-------- Document text
How climate change led two Indigenous communities to connect over moose hide tanning

CBC
Saturday, November 13, 2021 3:17 AM GMT

Moose are such an iconic Canadian symbol that it's hard to imagine any part of the country not being familiar with the large animal. But Liz Pijogge of Nunatsiavut, an autonomous region on Newfound and Labrador's Arctic coast, remembers a time when moose weren't quite as common in her area.

 "I remember stories when I was younger that hunters would say this is the first time they've seen a moose," she told The Current's Matt Galloway. 

That's no longer the case, though. Thanks to warmer temperatures in the northern regions brought about by climate change, more moose are migrating further north.

This is forcing northern Indigenous communities to get accustomed to the big beast's presence, especially as other sources of nutrition and goods become scarce or banned. 

"Right now, Nunatsiavut is under a caribou ban, so we're [prohibited] from hunting caribou," said the northern contaminants researcher for the Nunatsiavut Government.

One such way people like Pijogge are getting better at utilizing moose is by learning how to tan moose hides. Moose hide can be used to make things such as jewelry and moccasins.

But the community quickly ran into a problem. Because the animal has so little history in Nunatsiavut, there was a lack of community knowledge about using and caring for moose hide.

That's when another northern community, the Dene First Nations from the Northwest Territories, stepped in. In 2019, members of that made the trek made the trek to Nain, N.L. to teach members of Nunatsiavut how to best utilize moose hide.
----------------
→ Problems and tasks:
a) Change "warmer temperatures" to "rising temperatures" in the moose hide tanning article from "That's no longer" to "migrating further north.", and write out that passage.
b) Please extend the moose hide tanning article, picking up after its final sentence.
The entries after the moose hide tanning article aren't needed for anything here.
-------- Stored data
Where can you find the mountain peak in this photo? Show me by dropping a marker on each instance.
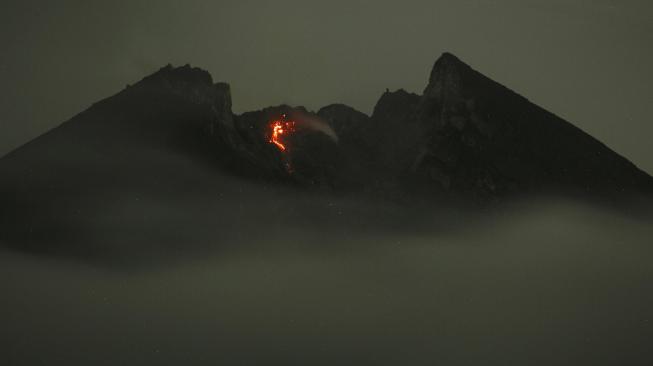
(191, 83)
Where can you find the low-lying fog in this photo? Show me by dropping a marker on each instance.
(545, 283)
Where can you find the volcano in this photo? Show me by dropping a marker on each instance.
(174, 133)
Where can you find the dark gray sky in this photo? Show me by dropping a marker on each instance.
(587, 61)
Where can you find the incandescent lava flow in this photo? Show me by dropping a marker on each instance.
(279, 128)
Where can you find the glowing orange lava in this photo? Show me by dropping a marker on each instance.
(279, 128)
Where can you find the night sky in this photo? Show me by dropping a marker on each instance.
(587, 61)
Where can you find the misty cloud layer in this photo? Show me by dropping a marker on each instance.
----------------
→ Task answers:
a)
That's no longer the case, though. Thanks to rising temperatures in the northern regions brought about by climate change, more moose are migrating further north.

b)
"When I went to go to the camp … it was quite different," she said. "It was, like, getting the hair off, which we don't normally do with caribou … soaking it and spreading it with brains."

Moose hide tanner Melaw Nakehk'o said the brains are used to soften up the hide.

"There is like a particular type of fat in the brain, like some kind of enzyme, that when it gets into the fibres of the hide it, it just helps to break it down."

Nakehk'o, a Dene artist, was among those who made the trek to Nain to help. She likens the trip to the knowledge sharing her ancestors engaged in generations ago.

"Being able to share all of that with a new community that is, because of climate change, [just] developing a relationship with the moose … was such as interesting and really important project," she said.

Nakehk'o's first experience with moose hide tanning came in the 1990s. She used to help her grandmother, Judith Buggins, scrape the hair off moose hide when it was dried on a frame.